## Exercise instructions
Reproduce the material below word for word, starting with the line that contains "occurrence of dark" and going on through the last line of the material, with both of those lines included. Copy nothing outside that stretch.

## Rows from a box labeling dataset
++++

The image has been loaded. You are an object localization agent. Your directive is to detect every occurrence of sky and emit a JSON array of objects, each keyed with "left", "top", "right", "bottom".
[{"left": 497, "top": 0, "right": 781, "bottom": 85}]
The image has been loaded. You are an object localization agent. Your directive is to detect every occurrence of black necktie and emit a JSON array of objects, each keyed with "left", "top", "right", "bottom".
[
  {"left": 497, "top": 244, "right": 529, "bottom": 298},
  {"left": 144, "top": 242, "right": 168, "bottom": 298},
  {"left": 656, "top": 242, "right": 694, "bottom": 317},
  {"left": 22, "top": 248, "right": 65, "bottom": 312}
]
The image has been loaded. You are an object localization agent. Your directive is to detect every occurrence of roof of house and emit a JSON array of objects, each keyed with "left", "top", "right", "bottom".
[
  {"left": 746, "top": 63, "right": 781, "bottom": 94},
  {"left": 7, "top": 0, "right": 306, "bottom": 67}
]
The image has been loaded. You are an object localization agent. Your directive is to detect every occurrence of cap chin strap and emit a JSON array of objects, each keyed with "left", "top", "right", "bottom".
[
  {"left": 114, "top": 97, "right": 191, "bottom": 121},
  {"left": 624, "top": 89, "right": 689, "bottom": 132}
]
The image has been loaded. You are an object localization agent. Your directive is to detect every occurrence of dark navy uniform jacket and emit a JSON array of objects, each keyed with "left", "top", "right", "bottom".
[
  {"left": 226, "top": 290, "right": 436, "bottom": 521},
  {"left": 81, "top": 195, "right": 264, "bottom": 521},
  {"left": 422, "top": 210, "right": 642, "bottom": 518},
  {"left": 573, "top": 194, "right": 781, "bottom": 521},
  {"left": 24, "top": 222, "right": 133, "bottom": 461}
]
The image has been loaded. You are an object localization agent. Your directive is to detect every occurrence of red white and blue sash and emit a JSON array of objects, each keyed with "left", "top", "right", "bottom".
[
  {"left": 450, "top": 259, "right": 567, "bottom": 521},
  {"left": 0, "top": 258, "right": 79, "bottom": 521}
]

++++

## Full output
The image has been loaded. You are an object localization agent. Your directive is to detect every occurrence of dark navy uniform jacket and emit a JSON array of objects, each keyed with "left", "top", "right", "bottom".
[
  {"left": 226, "top": 290, "right": 436, "bottom": 521},
  {"left": 81, "top": 195, "right": 264, "bottom": 521},
  {"left": 422, "top": 210, "right": 642, "bottom": 518},
  {"left": 573, "top": 194, "right": 781, "bottom": 521},
  {"left": 24, "top": 222, "right": 133, "bottom": 461}
]
The image has been loaded. You are an object localization agent. Your directive is to detect every occurrence of red white and blue sash and emit a JSON array of objects, each keyed with "left", "top", "right", "bottom".
[
  {"left": 450, "top": 259, "right": 567, "bottom": 521},
  {"left": 0, "top": 258, "right": 79, "bottom": 521}
]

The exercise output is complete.